Given passage:
__________________________________________________
Here is an interactive demonstration of SSE:

After clicking start, you can see the data continuously updating until all content is printed. If you open the console, you’ll see the browser only sends one HTTP request, and the response header contains Content-Type: text/event-stream. The size of the response data keeps updating over time. Below is an animated GIF of the entire process:

Animated GIF of Server-Sent Events

Most modern browsers support SSE, which provides a good user experience and is very resource-efficient. However, SSE has one drawback: it only allows unidirectional transmission from server to client, and the client cannot send data to the server. If bidirectional communication is needed, WebSocket should be used.

WebSocket

The three methods mentioned above are all based on the HTTP protocol, mainly to solve the problem of pushing data from server to client. WebSocket, on the other hand, is an independent protocol that allows real-time, bidirectional communication between client and server, effectively supporting complex interactive applications such as online games, trading platforms, and collaboration tools.
__________________________________________________
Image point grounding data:
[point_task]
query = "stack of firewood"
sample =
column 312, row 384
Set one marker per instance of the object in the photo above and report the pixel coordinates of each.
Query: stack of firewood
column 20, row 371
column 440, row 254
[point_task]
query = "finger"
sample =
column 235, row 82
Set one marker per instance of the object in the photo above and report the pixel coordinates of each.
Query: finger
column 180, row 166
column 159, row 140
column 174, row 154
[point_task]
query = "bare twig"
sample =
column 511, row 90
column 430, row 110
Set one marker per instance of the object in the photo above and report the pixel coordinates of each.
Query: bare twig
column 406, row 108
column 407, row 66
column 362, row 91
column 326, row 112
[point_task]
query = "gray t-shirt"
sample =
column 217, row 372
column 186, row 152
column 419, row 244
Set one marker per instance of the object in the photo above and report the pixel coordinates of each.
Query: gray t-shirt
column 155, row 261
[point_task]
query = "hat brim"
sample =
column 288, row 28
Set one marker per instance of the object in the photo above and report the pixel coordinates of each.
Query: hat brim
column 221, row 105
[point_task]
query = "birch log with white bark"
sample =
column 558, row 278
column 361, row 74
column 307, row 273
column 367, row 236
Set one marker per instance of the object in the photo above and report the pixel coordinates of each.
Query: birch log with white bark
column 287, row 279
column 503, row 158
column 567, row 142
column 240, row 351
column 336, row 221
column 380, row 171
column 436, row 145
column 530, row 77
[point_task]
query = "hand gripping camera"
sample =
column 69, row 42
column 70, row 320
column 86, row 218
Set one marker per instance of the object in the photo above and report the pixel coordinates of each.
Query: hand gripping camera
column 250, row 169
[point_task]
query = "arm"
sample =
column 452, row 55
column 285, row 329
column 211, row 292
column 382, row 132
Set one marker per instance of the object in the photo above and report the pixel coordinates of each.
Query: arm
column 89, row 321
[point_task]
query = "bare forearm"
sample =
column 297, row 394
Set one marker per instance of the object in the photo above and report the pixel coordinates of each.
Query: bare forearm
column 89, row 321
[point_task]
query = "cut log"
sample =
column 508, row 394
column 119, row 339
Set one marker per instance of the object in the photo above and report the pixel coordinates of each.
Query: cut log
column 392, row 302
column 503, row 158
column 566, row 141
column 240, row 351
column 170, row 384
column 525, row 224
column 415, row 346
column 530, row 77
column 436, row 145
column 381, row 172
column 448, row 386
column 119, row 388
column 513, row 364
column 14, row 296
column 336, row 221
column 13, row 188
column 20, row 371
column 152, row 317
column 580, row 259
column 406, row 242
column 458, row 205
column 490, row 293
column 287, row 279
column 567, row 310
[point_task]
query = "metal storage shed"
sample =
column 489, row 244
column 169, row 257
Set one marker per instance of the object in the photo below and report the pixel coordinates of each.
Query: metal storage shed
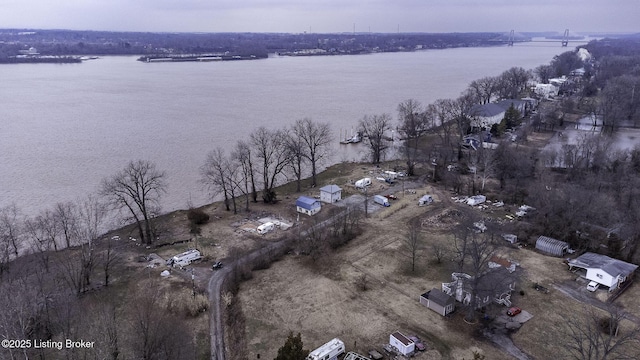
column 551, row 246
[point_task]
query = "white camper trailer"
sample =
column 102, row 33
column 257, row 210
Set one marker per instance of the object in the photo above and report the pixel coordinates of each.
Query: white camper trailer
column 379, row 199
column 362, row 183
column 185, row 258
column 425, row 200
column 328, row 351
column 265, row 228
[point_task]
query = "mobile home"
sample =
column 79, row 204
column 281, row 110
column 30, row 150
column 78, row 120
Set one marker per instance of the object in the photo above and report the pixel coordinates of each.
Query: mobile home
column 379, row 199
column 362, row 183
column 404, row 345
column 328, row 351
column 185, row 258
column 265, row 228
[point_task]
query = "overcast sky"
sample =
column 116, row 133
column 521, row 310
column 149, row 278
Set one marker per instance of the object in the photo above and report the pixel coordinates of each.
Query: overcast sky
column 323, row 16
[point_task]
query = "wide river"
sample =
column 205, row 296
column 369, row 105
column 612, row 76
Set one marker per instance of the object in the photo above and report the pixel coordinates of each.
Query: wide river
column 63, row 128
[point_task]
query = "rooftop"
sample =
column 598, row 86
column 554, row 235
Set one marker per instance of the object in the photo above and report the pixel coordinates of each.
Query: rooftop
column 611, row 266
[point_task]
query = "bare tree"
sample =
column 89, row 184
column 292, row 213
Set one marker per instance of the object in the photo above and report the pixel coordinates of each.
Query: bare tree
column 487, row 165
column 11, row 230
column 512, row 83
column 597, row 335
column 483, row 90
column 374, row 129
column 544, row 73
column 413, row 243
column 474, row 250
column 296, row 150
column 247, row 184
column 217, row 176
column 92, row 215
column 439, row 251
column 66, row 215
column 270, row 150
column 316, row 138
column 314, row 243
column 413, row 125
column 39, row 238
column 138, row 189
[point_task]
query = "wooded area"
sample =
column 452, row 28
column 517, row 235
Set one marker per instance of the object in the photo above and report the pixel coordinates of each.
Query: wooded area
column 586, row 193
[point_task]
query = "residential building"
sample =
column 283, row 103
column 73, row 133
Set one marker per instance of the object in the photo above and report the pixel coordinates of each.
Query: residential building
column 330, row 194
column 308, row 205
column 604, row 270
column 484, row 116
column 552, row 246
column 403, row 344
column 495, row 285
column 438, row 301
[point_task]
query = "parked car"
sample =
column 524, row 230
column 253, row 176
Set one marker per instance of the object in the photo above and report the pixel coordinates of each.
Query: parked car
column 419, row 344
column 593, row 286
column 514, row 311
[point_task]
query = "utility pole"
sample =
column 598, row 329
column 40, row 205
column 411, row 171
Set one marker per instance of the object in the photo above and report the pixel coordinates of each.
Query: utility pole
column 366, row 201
__________________________________________________
Exercise goal:
Continue the passage on SSE and WebSocket, picking up right after its last sentence.

Response below:
WebSocket is also implemented based on the TCP protocol, with the specific protocol defined by IETF’s RFC 6455. First is the handshake phase, where a WebSocket connection is initiated through the HTTP protocol. The client needs to send a special HTTP request including the Upgrade: websocket and Connection: Upgrade headers, requesting the server to switch to the WebSocket protocol. If the server supports WebSocket, it will return an HTTP response code 101 Switching Protocols, indicating agreement to switch to WebSocket.

Once the handshake is successful, the connection is upgraded to WebSocket, and both parties can start sending data through frames. The WebSocket protocol defines various frame types for transmitting data, closing connections, ping/pong, etc. The WebSocket protocol supports both text and binary messages, allowing messages to be sent in a single frame or in fragments.

Here’s how to implement a WebSocket server using Python’s FastAPI:

1
2
3
4
5
6
7
@stream_app.websocket("/ws")
async def websocket_endpoint(websocket: WebSocket):
await websocket.accept()
for i in message:
await websocket.send_text(f"{i}")
await asyncio.sleep(0.1)
await websocket.close()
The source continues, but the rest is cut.